### REQUIRED WORK:
Retype, word for word, the lines from the first line of the entries through the line that holds "Looking for: steel rail"; leave out the pictures.
BEGIN
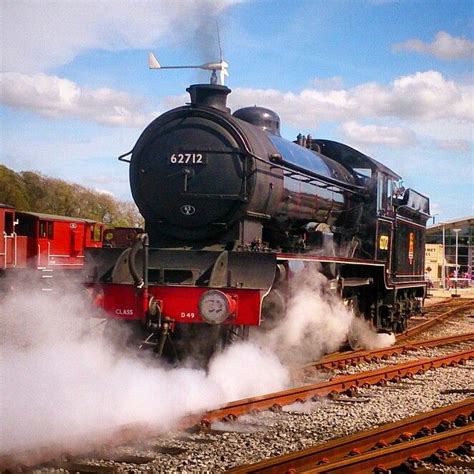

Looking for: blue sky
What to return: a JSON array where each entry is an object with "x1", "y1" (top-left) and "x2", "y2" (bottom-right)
[{"x1": 1, "y1": 0, "x2": 473, "y2": 223}]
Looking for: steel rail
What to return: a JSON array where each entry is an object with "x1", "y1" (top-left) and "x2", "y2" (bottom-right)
[
  {"x1": 1, "y1": 351, "x2": 472, "y2": 471},
  {"x1": 305, "y1": 425, "x2": 473, "y2": 473},
  {"x1": 309, "y1": 301, "x2": 474, "y2": 372},
  {"x1": 305, "y1": 332, "x2": 474, "y2": 371},
  {"x1": 398, "y1": 299, "x2": 474, "y2": 341},
  {"x1": 227, "y1": 398, "x2": 473, "y2": 473},
  {"x1": 201, "y1": 349, "x2": 474, "y2": 425}
]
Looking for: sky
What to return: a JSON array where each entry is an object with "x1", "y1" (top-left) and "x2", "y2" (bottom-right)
[{"x1": 0, "y1": 0, "x2": 473, "y2": 223}]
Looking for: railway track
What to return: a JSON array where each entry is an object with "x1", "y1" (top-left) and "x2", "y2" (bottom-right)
[
  {"x1": 4, "y1": 348, "x2": 471, "y2": 472},
  {"x1": 304, "y1": 332, "x2": 474, "y2": 372},
  {"x1": 200, "y1": 348, "x2": 473, "y2": 425},
  {"x1": 400, "y1": 298, "x2": 473, "y2": 342},
  {"x1": 1, "y1": 301, "x2": 472, "y2": 472},
  {"x1": 227, "y1": 398, "x2": 473, "y2": 473},
  {"x1": 308, "y1": 298, "x2": 473, "y2": 373}
]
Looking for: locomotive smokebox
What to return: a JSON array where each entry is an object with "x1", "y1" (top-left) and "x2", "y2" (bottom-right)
[{"x1": 187, "y1": 84, "x2": 231, "y2": 113}]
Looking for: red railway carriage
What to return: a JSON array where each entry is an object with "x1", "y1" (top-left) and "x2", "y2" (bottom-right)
[
  {"x1": 0, "y1": 204, "x2": 27, "y2": 270},
  {"x1": 1, "y1": 203, "x2": 105, "y2": 291},
  {"x1": 14, "y1": 210, "x2": 104, "y2": 270}
]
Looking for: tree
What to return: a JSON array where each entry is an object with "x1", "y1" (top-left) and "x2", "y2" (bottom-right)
[
  {"x1": 0, "y1": 165, "x2": 30, "y2": 209},
  {"x1": 1, "y1": 165, "x2": 143, "y2": 227}
]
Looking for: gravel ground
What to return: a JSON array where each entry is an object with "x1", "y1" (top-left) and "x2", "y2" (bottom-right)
[
  {"x1": 53, "y1": 359, "x2": 473, "y2": 473},
  {"x1": 410, "y1": 307, "x2": 473, "y2": 342},
  {"x1": 27, "y1": 307, "x2": 473, "y2": 473}
]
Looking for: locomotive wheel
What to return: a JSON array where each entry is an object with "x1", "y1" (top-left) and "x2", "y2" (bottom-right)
[{"x1": 345, "y1": 298, "x2": 365, "y2": 350}]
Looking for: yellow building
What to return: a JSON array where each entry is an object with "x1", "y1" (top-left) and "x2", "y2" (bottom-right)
[
  {"x1": 425, "y1": 244, "x2": 443, "y2": 285},
  {"x1": 426, "y1": 216, "x2": 474, "y2": 288}
]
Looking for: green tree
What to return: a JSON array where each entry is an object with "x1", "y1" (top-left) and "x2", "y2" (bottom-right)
[
  {"x1": 1, "y1": 165, "x2": 143, "y2": 227},
  {"x1": 0, "y1": 165, "x2": 30, "y2": 209}
]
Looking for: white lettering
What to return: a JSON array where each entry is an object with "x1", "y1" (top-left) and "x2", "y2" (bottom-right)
[{"x1": 115, "y1": 309, "x2": 134, "y2": 316}]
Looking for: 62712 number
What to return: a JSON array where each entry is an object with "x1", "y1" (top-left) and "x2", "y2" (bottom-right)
[{"x1": 169, "y1": 153, "x2": 206, "y2": 164}]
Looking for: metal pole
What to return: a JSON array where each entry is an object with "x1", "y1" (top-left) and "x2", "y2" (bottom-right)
[
  {"x1": 455, "y1": 230, "x2": 459, "y2": 276},
  {"x1": 452, "y1": 228, "x2": 461, "y2": 297},
  {"x1": 442, "y1": 224, "x2": 446, "y2": 290}
]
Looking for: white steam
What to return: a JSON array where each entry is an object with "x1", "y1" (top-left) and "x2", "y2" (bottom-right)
[
  {"x1": 348, "y1": 317, "x2": 396, "y2": 350},
  {"x1": 1, "y1": 264, "x2": 396, "y2": 454},
  {"x1": 254, "y1": 265, "x2": 353, "y2": 365},
  {"x1": 0, "y1": 281, "x2": 288, "y2": 453},
  {"x1": 253, "y1": 264, "x2": 395, "y2": 364}
]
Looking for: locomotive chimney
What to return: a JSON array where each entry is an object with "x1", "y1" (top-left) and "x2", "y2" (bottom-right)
[{"x1": 187, "y1": 84, "x2": 231, "y2": 113}]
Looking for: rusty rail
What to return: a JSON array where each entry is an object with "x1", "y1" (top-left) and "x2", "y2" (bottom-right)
[
  {"x1": 306, "y1": 425, "x2": 473, "y2": 473},
  {"x1": 306, "y1": 332, "x2": 474, "y2": 372},
  {"x1": 227, "y1": 398, "x2": 473, "y2": 473},
  {"x1": 399, "y1": 299, "x2": 474, "y2": 341},
  {"x1": 2, "y1": 350, "x2": 472, "y2": 471},
  {"x1": 201, "y1": 349, "x2": 473, "y2": 425}
]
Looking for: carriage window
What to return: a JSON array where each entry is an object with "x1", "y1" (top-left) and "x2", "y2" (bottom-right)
[
  {"x1": 39, "y1": 221, "x2": 54, "y2": 239},
  {"x1": 39, "y1": 221, "x2": 46, "y2": 238}
]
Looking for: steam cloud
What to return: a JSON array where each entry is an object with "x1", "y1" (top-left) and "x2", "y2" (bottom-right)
[
  {"x1": 0, "y1": 279, "x2": 288, "y2": 453},
  {"x1": 253, "y1": 263, "x2": 396, "y2": 363},
  {"x1": 253, "y1": 264, "x2": 353, "y2": 365},
  {"x1": 1, "y1": 265, "x2": 394, "y2": 454}
]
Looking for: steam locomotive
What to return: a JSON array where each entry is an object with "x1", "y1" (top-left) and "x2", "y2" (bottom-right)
[{"x1": 86, "y1": 83, "x2": 430, "y2": 359}]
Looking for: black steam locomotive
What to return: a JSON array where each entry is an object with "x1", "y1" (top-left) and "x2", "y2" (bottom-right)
[{"x1": 87, "y1": 83, "x2": 430, "y2": 358}]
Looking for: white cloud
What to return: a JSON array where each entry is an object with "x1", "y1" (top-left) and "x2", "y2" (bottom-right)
[
  {"x1": 3, "y1": 69, "x2": 470, "y2": 139},
  {"x1": 0, "y1": 72, "x2": 156, "y2": 127},
  {"x1": 352, "y1": 71, "x2": 472, "y2": 121},
  {"x1": 393, "y1": 31, "x2": 474, "y2": 60},
  {"x1": 94, "y1": 188, "x2": 116, "y2": 197},
  {"x1": 227, "y1": 70, "x2": 473, "y2": 128},
  {"x1": 340, "y1": 121, "x2": 417, "y2": 148},
  {"x1": 1, "y1": 1, "x2": 242, "y2": 73}
]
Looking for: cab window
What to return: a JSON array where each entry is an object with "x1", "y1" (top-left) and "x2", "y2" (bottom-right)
[{"x1": 377, "y1": 174, "x2": 394, "y2": 214}]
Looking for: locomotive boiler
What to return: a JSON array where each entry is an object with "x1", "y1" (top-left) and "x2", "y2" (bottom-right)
[{"x1": 86, "y1": 83, "x2": 430, "y2": 359}]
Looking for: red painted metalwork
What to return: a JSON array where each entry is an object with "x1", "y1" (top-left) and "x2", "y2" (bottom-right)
[
  {"x1": 15, "y1": 211, "x2": 104, "y2": 270},
  {"x1": 0, "y1": 204, "x2": 104, "y2": 272},
  {"x1": 0, "y1": 205, "x2": 27, "y2": 270},
  {"x1": 94, "y1": 283, "x2": 263, "y2": 325}
]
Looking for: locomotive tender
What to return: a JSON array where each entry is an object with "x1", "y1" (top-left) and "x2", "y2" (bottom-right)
[{"x1": 87, "y1": 83, "x2": 430, "y2": 357}]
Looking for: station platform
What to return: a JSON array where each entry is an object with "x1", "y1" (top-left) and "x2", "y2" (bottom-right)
[{"x1": 427, "y1": 286, "x2": 474, "y2": 299}]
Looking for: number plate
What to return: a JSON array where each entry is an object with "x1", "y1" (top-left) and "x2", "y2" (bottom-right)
[{"x1": 168, "y1": 153, "x2": 207, "y2": 165}]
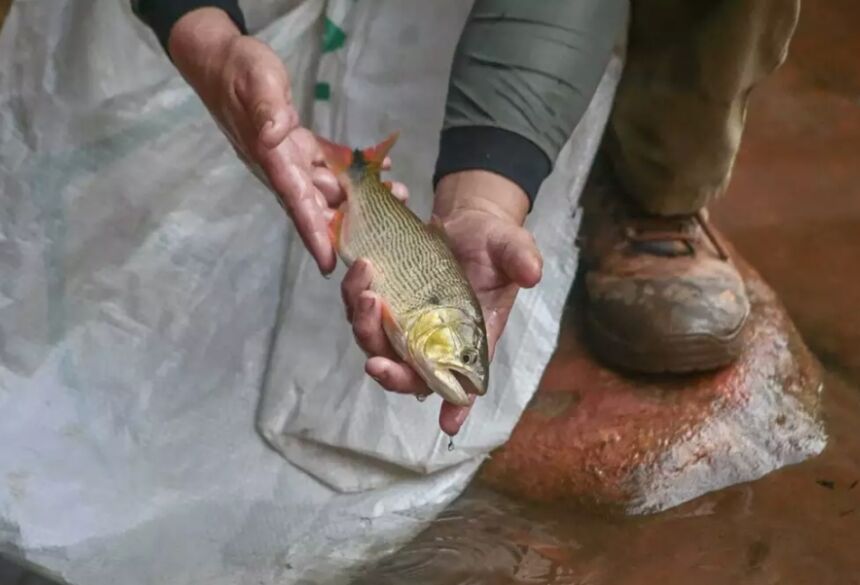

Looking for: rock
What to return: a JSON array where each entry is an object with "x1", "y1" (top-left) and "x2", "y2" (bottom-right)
[{"x1": 479, "y1": 256, "x2": 827, "y2": 514}]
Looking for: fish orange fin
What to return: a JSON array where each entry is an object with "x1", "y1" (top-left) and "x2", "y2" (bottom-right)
[
  {"x1": 328, "y1": 209, "x2": 344, "y2": 249},
  {"x1": 316, "y1": 135, "x2": 354, "y2": 174},
  {"x1": 379, "y1": 300, "x2": 397, "y2": 329},
  {"x1": 361, "y1": 131, "x2": 399, "y2": 168}
]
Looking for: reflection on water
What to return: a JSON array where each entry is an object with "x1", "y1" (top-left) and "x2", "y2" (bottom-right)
[{"x1": 354, "y1": 373, "x2": 860, "y2": 585}]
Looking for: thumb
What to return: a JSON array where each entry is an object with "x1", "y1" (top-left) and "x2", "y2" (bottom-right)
[
  {"x1": 487, "y1": 226, "x2": 543, "y2": 288},
  {"x1": 239, "y1": 67, "x2": 297, "y2": 149}
]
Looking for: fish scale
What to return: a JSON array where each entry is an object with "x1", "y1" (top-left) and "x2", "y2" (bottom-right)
[{"x1": 341, "y1": 164, "x2": 478, "y2": 322}]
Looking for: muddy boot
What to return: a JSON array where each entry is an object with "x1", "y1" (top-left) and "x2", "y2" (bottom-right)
[{"x1": 579, "y1": 163, "x2": 751, "y2": 374}]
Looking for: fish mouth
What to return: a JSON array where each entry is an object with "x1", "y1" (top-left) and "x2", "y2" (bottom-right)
[
  {"x1": 431, "y1": 366, "x2": 486, "y2": 407},
  {"x1": 430, "y1": 369, "x2": 475, "y2": 407},
  {"x1": 451, "y1": 369, "x2": 486, "y2": 397}
]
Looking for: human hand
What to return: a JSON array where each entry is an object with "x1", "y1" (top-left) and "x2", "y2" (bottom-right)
[
  {"x1": 342, "y1": 171, "x2": 543, "y2": 436},
  {"x1": 167, "y1": 8, "x2": 344, "y2": 274}
]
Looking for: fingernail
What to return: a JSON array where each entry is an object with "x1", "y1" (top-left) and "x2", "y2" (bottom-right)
[
  {"x1": 314, "y1": 231, "x2": 330, "y2": 250},
  {"x1": 255, "y1": 105, "x2": 273, "y2": 130},
  {"x1": 454, "y1": 408, "x2": 469, "y2": 426},
  {"x1": 360, "y1": 295, "x2": 375, "y2": 312},
  {"x1": 256, "y1": 114, "x2": 274, "y2": 135},
  {"x1": 313, "y1": 234, "x2": 335, "y2": 276},
  {"x1": 371, "y1": 367, "x2": 386, "y2": 383}
]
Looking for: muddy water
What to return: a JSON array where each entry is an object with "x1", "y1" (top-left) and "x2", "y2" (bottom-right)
[{"x1": 353, "y1": 372, "x2": 860, "y2": 585}]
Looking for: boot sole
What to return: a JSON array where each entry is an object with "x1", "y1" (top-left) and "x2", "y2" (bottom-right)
[{"x1": 584, "y1": 310, "x2": 751, "y2": 375}]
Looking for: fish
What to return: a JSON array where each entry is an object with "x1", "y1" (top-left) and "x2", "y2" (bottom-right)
[{"x1": 317, "y1": 131, "x2": 489, "y2": 407}]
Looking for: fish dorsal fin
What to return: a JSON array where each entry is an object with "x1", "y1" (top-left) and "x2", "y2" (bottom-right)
[
  {"x1": 316, "y1": 135, "x2": 354, "y2": 174},
  {"x1": 360, "y1": 131, "x2": 399, "y2": 168}
]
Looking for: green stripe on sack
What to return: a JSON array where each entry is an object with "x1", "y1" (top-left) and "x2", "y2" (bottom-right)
[
  {"x1": 315, "y1": 82, "x2": 331, "y2": 100},
  {"x1": 321, "y1": 18, "x2": 346, "y2": 53}
]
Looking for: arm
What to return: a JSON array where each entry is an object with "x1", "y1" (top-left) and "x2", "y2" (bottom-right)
END
### YOUR RESPONSE:
Looking for: blue sky
What to return: a JSON array where each entry is an object with "x1", "y1" (top-left) and "x2", "y2" (bottom-right)
[{"x1": 1, "y1": 0, "x2": 473, "y2": 223}]
Looking for: steel rail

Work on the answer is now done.